* start Quoted text *

NEENAH, Wis.(WFRV)- The world continues to react and process the horrific scene that played out at the Capitol building in Washington D.C. on January 6th. Locally, students have questions about what they saw, and teachers are doing their best to explain it.
“The way I’ve been going about it is, I kind of give what the events are, here’s what happened even from my point of view,” said Amy Gunderson, history teacher at Neenah High School. Gunderson says that she opens up the class in a forum setting, for students to ask questions. “I would say that there is more intrigue and concern than comical,” said Gunderson. Neenah recently returned to in-person instruction at the high school after being virtual for months. The direct interaction makes a difference when speaking on tough subjects the riot.
At the college level, professors are also prepared to field questions about what was broadcast. “You have to put this into historical perspective. We are in many ways through a looking glass here. I don’t know if there is any direct comparison,” said Jerald Podair professor at Lawrence University. Education is a great base for any discussion, and recent events have brought laws and our U.S. Constitution to the forefront. ” I think it’s important first and foremost that people educate themselves,” said Dr. Joshua Carey of U.W. Oshkosh. Dr. Carey says that gathering factual information is needed in deciphering through explaining everything connected to the events on January 6th. “I teach my students about something called media literacy,’ said Dr. Carey.

* end Quoted text *

### Set tasks
A) Return the stretch of the article from "NEENAH, Wis.(WFRV)- The" through "to explain it.", copied word for word.
B) Answer these from the article:
(i) At which school does Amy Gunderson teach history?
(ii) At which university is Jerald Podair a professor?
(iii) What does Dr. Joshua Carey say he teaches his students about?

* start Recorded information *

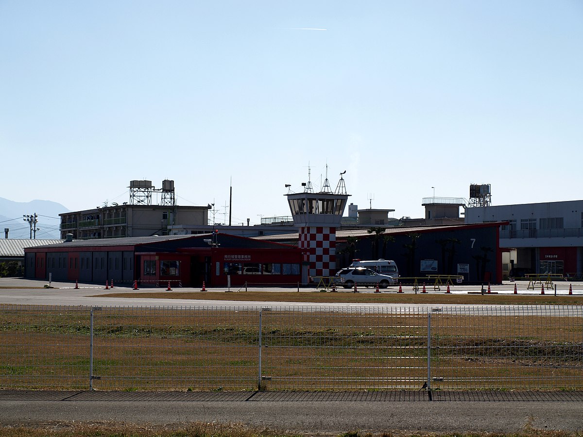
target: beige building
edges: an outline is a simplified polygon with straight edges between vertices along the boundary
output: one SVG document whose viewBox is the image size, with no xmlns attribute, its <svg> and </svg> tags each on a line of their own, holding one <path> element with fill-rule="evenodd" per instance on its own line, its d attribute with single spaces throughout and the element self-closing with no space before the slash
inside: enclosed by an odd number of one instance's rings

* end Recorded information *

### Completed exercise
A)
NEENAH, Wis.(WFRV)- The world continues to react and process the horrific scene that played out at the Capitol building in Washington D.C. on January 6th. Locally, students have questions about what they saw, and teachers are doing their best to explain it.

B)
(i) Neenah High School
(ii) Lawrence University
(iii) Media literacy